AUSGEWÄHLTER AUSZUG ::
+===+

# CADdy++ Electrical



## MRT (29 April 2006)

Hallo!

Hat jemand Erfahrungen mit diesen Programm?


----------



## MRT (29 April 2006)

Hallo!

Normal müsste man doch im roten Kreis auswählen können ob Stromlaufplan u.s.w.

Zumindest stehts in der hIlfe so aber da geht nichts!


----------



## ralfm (29 April 2006)

Hallo Andi,

ich kenn mich mit caddy nicht aus, aber vielleicht bekommst Du hier

http://ww3.cad.de/cgi-bin/ubb/forumdisplay.cgi?action=topics&forum=CADdy+|PLS||PLS|+electrical&number=42&DaysPrune=1000&LastLogin=&mystyle=

schnelle Hilfe.


----------



## M_K (29 April 2006)

Hallo,

handelt es sich um eine Testversion?

Dort können nach Ablauf des Testzeitraums keine Schaltplanseiten mehr angelegt, bearbeitet oder geöffnet werden.

Wenn es eine Vollversion ist, könnte etwas bei der Freischaltung schiefgegangen sein.

Gruß
Michael


----------



## MRT (29 April 2006)

Hallo!

Ja es ist eine Testversion, aber ich habe Sie gerade erst installiert!


----------



## M_K (29 April 2006)

Hallo,

wenn die Testversion schon einmal auf dem Rechner installiert war, und wieder gelöscht wurde, werden die Einträge in der Registry nicht mitgelöscht.

Bei der erneuten Installation werden dann die alten Einträge nicht überschrieben.
Hier hilft nur manuelles löschen, oder die Hilfe eines Registry-editors.

Ansonsten wende dich mal an den Support in Mönchengldbach, die sind auch bei der Demo sehr hilfsbereit.

Gruß
Michael


----------

+===+

BEREITGESTELLTE EINTRÄGE ::
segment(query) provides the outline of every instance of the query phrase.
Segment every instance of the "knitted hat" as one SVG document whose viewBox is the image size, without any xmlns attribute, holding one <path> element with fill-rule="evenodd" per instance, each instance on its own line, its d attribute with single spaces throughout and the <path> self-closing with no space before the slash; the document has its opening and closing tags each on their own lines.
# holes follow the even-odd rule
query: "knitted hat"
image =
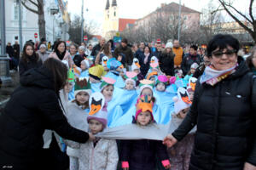
<svg viewBox="0 0 256 170">
<path fill-rule="evenodd" d="M 74 96 L 76 96 L 79 92 L 86 92 L 89 95 L 90 95 L 90 83 L 88 77 L 76 78 L 74 85 Z"/>
<path fill-rule="evenodd" d="M 86 65 L 86 68 L 90 68 L 90 63 L 89 63 L 89 60 L 84 60 L 81 61 L 81 63 L 84 63 L 85 65 Z"/>
<path fill-rule="evenodd" d="M 137 119 L 137 116 L 141 112 L 144 111 L 149 111 L 152 116 L 152 121 L 154 121 L 154 116 L 153 116 L 153 105 L 154 103 L 152 101 L 151 97 L 148 95 L 141 95 L 138 100 L 137 101 L 136 104 L 136 115 L 135 115 L 135 120 Z"/>
<path fill-rule="evenodd" d="M 191 65 L 191 66 L 190 66 L 190 69 L 197 69 L 197 67 L 198 67 L 199 65 L 198 65 L 198 64 L 197 63 L 193 63 L 193 65 Z"/>
<path fill-rule="evenodd" d="M 155 85 L 157 85 L 159 82 L 163 82 L 166 85 L 166 85 L 168 83 L 168 78 L 167 78 L 167 76 L 165 76 L 165 75 L 160 75 L 160 76 L 158 76 Z"/>
<path fill-rule="evenodd" d="M 167 43 L 166 43 L 166 48 L 172 48 L 173 47 L 173 45 L 172 45 L 172 42 L 168 42 Z"/>
<path fill-rule="evenodd" d="M 140 69 L 140 68 L 141 65 L 139 64 L 139 60 L 137 58 L 134 58 L 131 65 L 131 71 L 134 71 L 135 69 Z"/>
<path fill-rule="evenodd" d="M 114 82 L 115 82 L 115 80 L 114 80 L 114 79 L 110 78 L 110 77 L 106 77 L 106 76 L 103 76 L 103 77 L 102 77 L 102 81 L 103 81 L 103 82 L 102 82 L 102 84 L 101 84 L 101 86 L 100 86 L 101 90 L 102 90 L 106 86 L 108 86 L 108 85 L 109 85 L 109 84 L 113 85 Z"/>
<path fill-rule="evenodd" d="M 108 61 L 108 56 L 103 56 L 102 59 L 102 65 L 107 66 L 107 62 Z"/>
<path fill-rule="evenodd" d="M 125 75 L 125 84 L 128 81 L 131 81 L 132 82 L 133 86 L 136 87 L 137 75 L 137 74 L 136 72 L 126 71 Z"/>
<path fill-rule="evenodd" d="M 191 77 L 189 80 L 188 88 L 191 88 L 193 92 L 195 92 L 195 89 L 196 81 L 197 81 L 197 78 L 195 78 L 195 77 Z"/>
<path fill-rule="evenodd" d="M 150 88 L 153 92 L 154 82 L 151 80 L 146 80 L 146 79 L 141 80 L 139 87 L 140 87 L 140 94 L 146 88 Z"/>
<path fill-rule="evenodd" d="M 115 58 L 111 58 L 107 62 L 107 67 L 109 71 L 115 71 L 122 65 L 121 62 L 118 61 Z"/>
<path fill-rule="evenodd" d="M 98 80 L 101 80 L 103 73 L 104 73 L 104 67 L 101 65 L 97 65 L 89 69 L 89 76 L 91 76 L 93 78 Z"/>
<path fill-rule="evenodd" d="M 96 92 L 90 96 L 89 99 L 90 112 L 87 116 L 87 122 L 94 119 L 107 126 L 108 110 L 105 105 L 105 98 L 100 92 Z"/>
<path fill-rule="evenodd" d="M 189 97 L 189 94 L 185 88 L 179 88 L 177 89 L 178 95 L 172 98 L 172 100 L 174 101 L 174 111 L 176 114 L 178 114 L 180 110 L 190 106 L 190 104 L 183 101 L 183 97 L 180 95 L 180 93 L 185 93 L 185 94 Z"/>
</svg>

+===+

ZIEL :: Was kann man laut der Diskussion zu CADdy++ Electrical nach Ablauf des Testzeitraums in der Testversion nicht mehr tun? Die Einträge stammen aus einer anderen Quelle.

ANTWORT :: Schaltplanseiten anlegen, bearbeiten oder öffnen.